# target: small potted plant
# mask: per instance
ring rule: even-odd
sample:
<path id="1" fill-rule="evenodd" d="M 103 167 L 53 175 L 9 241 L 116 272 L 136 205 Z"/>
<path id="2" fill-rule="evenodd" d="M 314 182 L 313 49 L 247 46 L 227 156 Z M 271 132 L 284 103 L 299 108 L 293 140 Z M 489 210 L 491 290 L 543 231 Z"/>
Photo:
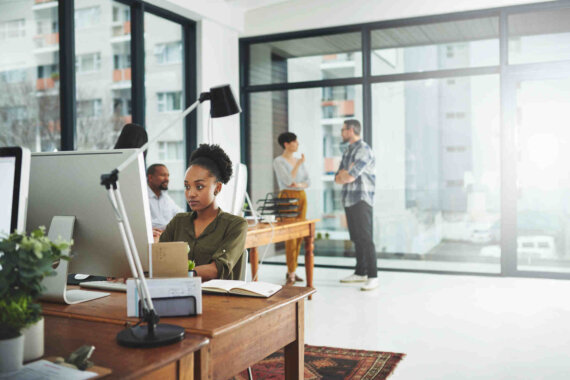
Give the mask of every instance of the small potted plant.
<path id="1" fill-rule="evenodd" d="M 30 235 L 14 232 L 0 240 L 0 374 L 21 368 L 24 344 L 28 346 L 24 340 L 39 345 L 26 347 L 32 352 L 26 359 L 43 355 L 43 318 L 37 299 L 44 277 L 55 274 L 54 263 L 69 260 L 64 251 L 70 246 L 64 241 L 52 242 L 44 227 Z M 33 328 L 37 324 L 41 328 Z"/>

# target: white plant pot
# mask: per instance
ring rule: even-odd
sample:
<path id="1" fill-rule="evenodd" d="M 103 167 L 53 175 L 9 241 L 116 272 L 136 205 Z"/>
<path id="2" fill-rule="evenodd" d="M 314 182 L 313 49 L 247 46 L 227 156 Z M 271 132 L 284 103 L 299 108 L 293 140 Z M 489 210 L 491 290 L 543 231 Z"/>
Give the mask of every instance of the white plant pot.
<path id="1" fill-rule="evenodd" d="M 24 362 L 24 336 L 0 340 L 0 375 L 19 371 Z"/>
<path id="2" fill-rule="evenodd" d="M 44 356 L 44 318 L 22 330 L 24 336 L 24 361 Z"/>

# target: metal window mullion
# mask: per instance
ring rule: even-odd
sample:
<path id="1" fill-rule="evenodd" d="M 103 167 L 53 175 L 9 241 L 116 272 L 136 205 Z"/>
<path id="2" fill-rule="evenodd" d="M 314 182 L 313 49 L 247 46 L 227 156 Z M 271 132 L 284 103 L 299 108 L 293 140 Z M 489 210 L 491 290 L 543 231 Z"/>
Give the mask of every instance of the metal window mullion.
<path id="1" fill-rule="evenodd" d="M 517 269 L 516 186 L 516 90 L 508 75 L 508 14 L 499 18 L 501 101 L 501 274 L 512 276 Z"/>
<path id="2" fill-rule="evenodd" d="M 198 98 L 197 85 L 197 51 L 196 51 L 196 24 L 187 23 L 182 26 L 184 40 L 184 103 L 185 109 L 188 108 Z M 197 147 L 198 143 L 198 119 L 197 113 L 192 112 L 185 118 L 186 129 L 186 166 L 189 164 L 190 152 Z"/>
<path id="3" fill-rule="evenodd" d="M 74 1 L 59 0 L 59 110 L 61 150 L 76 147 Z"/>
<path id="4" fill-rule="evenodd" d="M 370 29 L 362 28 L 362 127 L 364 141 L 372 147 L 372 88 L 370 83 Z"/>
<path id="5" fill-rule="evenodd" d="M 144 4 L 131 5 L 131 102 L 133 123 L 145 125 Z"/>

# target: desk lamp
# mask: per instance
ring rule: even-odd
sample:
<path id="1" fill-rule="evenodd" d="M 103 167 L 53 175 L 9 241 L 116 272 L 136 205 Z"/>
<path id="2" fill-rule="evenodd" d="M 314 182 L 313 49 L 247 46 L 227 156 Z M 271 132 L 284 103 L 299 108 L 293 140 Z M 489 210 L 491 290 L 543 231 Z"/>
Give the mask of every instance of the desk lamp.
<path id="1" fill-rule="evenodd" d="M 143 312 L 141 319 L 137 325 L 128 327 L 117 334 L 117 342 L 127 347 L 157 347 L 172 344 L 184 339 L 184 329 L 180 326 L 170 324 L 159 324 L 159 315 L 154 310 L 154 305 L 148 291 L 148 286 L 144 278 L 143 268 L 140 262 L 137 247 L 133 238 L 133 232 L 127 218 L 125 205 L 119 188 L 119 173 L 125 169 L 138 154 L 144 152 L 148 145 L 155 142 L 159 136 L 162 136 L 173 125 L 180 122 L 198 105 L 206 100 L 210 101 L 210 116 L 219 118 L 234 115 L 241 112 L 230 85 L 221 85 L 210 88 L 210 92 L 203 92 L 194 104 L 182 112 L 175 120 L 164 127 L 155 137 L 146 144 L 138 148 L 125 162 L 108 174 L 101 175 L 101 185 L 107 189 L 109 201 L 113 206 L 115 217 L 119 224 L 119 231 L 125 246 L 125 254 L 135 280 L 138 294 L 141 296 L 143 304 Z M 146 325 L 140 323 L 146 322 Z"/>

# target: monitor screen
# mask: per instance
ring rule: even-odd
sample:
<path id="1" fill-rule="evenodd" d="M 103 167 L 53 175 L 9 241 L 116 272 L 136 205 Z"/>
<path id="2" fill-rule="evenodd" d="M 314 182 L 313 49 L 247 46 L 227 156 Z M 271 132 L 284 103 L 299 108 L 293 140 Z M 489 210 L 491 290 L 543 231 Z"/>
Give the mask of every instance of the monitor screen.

*WORK ORDER:* Search the records above for the string "screen". Copy every line that contains it.

*SOLUTION:*
# target: monitor screen
Give the mask of every instance of the monitor screen.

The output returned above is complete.